WHAT YOU WILL DO: A faithful copy is required. Print each line of the data exactly and omit the pictures.

>>>

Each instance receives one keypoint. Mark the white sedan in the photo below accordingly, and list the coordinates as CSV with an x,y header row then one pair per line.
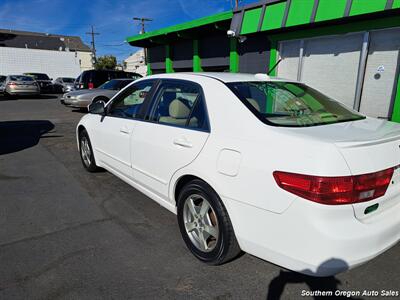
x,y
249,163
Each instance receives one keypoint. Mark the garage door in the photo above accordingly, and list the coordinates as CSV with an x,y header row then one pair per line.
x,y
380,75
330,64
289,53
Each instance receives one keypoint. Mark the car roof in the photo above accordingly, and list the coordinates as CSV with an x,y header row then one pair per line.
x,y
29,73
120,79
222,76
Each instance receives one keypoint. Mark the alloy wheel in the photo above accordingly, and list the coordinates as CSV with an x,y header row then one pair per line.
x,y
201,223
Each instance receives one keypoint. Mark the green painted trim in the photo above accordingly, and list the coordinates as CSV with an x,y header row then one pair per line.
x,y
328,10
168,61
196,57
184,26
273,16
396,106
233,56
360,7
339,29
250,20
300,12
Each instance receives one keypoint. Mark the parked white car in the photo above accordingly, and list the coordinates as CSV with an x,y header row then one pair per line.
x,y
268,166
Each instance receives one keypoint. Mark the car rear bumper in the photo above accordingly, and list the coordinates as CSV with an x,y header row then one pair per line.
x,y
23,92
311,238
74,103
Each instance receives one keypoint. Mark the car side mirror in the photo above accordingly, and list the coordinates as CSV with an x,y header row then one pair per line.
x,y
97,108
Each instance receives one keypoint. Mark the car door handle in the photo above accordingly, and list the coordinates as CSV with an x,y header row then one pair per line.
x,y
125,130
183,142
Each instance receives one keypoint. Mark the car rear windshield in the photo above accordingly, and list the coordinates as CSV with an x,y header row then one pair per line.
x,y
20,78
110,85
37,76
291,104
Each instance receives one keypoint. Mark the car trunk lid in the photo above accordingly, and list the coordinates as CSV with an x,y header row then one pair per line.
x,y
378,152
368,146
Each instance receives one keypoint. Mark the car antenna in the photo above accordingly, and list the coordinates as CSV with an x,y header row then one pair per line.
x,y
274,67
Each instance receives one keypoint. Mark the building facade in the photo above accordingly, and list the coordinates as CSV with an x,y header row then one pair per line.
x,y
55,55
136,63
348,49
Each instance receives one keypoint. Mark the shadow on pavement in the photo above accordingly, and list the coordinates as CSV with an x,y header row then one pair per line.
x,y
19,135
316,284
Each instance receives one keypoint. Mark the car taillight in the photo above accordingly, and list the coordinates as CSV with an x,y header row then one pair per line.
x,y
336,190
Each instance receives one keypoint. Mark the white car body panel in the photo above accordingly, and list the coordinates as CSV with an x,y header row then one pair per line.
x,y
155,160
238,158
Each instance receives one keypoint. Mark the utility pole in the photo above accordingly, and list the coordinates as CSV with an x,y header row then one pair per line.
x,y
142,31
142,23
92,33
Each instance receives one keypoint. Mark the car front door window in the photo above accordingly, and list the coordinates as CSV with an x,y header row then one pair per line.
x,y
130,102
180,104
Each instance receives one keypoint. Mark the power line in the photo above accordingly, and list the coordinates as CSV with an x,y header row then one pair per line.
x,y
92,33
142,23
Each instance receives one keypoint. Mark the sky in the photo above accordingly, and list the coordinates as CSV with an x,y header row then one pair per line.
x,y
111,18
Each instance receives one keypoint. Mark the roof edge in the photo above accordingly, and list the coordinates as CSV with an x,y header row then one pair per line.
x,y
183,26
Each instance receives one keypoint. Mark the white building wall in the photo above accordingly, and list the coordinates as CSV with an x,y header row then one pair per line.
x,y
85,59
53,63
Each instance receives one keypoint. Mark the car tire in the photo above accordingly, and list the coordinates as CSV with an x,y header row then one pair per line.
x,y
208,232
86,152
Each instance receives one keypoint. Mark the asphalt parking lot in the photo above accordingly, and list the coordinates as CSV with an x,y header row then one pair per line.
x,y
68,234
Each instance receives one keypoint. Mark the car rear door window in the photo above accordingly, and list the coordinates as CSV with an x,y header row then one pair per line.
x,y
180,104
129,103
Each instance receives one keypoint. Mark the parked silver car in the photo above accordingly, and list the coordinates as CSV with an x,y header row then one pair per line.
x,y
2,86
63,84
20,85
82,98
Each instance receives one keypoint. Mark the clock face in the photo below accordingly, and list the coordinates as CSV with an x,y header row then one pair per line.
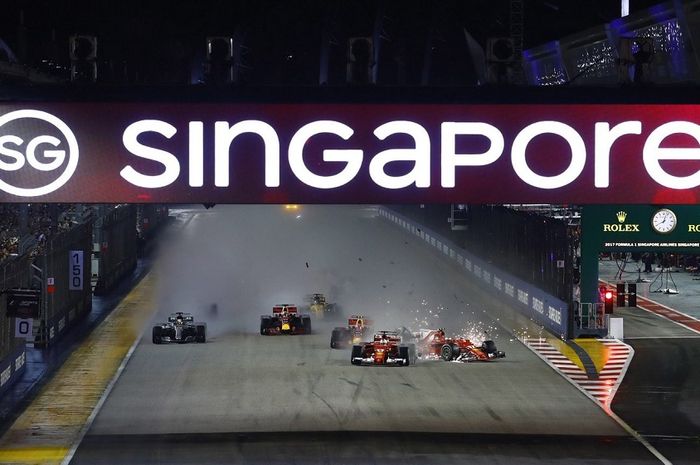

<<<

TASK ANSWER:
Each instance receives one keypoint. Mark the white sedan in the photo below accordingly, and list the coordinates as CSV with an x,y header row then one pair per line.
x,y
249,163
Each instance receives one keypoint. Mark the garage door in the photo above accordingly, and list the coordinates as CSV with an x,y header row then one pair per line.
x,y
380,75
330,64
289,53
Each instance receives one keypoint. Mark the car roof in the photo above accordingly, and list the coordinates as CSV with an x,y header row then one pair per line.
x,y
29,73
120,79
222,76
Each instance receives one keypoint. Mark the alloy wheel in the photo above accordingly, and list the coordinates as CSV with an x,y header row then one pair per line.
x,y
201,223
Each instance receives one keypoint. Mark the green painted trim in the photo above accordingly, and list the coordinates as CSV with an x,y header row then one pair per line.
x,y
328,10
168,61
196,57
184,26
273,16
396,106
233,56
360,7
339,29
250,20
300,12
Each instance receives one keypoint. Mark the parked white car in the photo above accordingly, and list the coordinates as CSV with an x,y header row then one pair per line.
x,y
268,166
Each instance receives one keypoint. Mark the car rear bumper in the photo above accordingly, and list the coordinates as CSV with an x,y header row then one pair per line.
x,y
23,92
311,238
74,103
Each instance receives one keypoint. Mark the car side mirror in the photo above accordingly, and list the coordinates as CSV with an x,y header row then one pair per line.
x,y
97,108
Each instance receives one keypoint. Mark the car door handle in the photo above accordingly, and list the coordinates as CSV with an x,y header row then one pair per line.
x,y
125,130
183,142
Each instance receives one keypoint. Mark the car rear windshield in the photo above accordingly, and list the coordinates as CSV with an x,y header row then one pair per line.
x,y
20,78
110,85
37,76
291,104
Each instance receives one keypoint. Mark the car trunk lid in the photo above accordingly, and list the coordinates as CSV with an x,y header row then one pair per line.
x,y
378,152
368,146
Each instance receives one keypoint. Mark the car antenna in the photo above accordingly, and list the coordinates as CSV with an x,y header row then one pair per line.
x,y
274,67
Each instance receives one keypoint. Mark the building facade in the photo above accordingly, and list the coordinates as CSV with an x,y header row then one pair per line.
x,y
55,55
136,63
348,49
Each instance receives one keypoint. Mark the shadow on pavement in the photo above accordingly, and list the coordinates as CSV with an x,y header row then one pair per line.
x,y
19,135
316,284
Each instance receives one keypoint. Mark the car taillight in the photo above accordingly, and list the coordinates as CSV with an x,y header row then one pair per line.
x,y
336,190
Each instance receives one keypoint. Mark the white car body panel in the photo above accordingly, and list the coordinates as CSV with an x,y header row then one pair per line.
x,y
155,160
238,158
Each instance receives one keypoint. Mark the utility pole in the photo above accordingly, and list the coordinates as CSV with an x,y header row then one pair per line.
x,y
142,31
142,23
92,33
Each instance receives one keypoint. Mark the car front door window in the photo above accordingly, and list the coordinates as CSV with an x,y header row then one pair per line.
x,y
130,102
180,104
Each instance receives one keypoint. Mark the power line in the photo above accordingly, and list the coordinates as CSV with an x,y header row then one pair per line.
x,y
92,33
142,23
Each instance receives one keypoint. Mark the sky in the photo above accordingly, and list the coordinates as CSV with an x,y header row then one pair per line.
x,y
111,18
Each instance receives one keypoint. Mark the roof edge in the photo above accordingly, and list the coordinates as CSV with an x,y header row then one pair per line.
x,y
183,26
Each instance receives one keypoint. Mark the white building wall in the photo above accordingly, and list the coordinates as CSV with an x,y header row then one pair per line.
x,y
85,59
53,63
Each instance receives one keypoint. Mark the car tire in the photo above accordingly, and list the coordinates as CSV with an x,y header row then one pair per line.
x,y
208,232
86,152
Each instance receives one keypoint. Mark the asphalt parking lot in the photo above accordingly, and list the coordinates as CSV with an x,y header row then one pair per line.
x,y
68,234
Each instance receives one keypoint. Mark the car rear door window in the photo above accordingly, and list the coordinates as CSV with an x,y header row then one pair per line.
x,y
180,104
129,103
Each instance receives one keypoint. Mark the parked silver car in the photo above accordingly, and list the coordinates as CSV with an x,y header row then one pair per line.
x,y
2,86
63,84
20,85
82,98
Each instance receives one keypoint. Mark the clock face in the photo below accordingly, and list the coordinates as CSV with an x,y header row then one pair per line.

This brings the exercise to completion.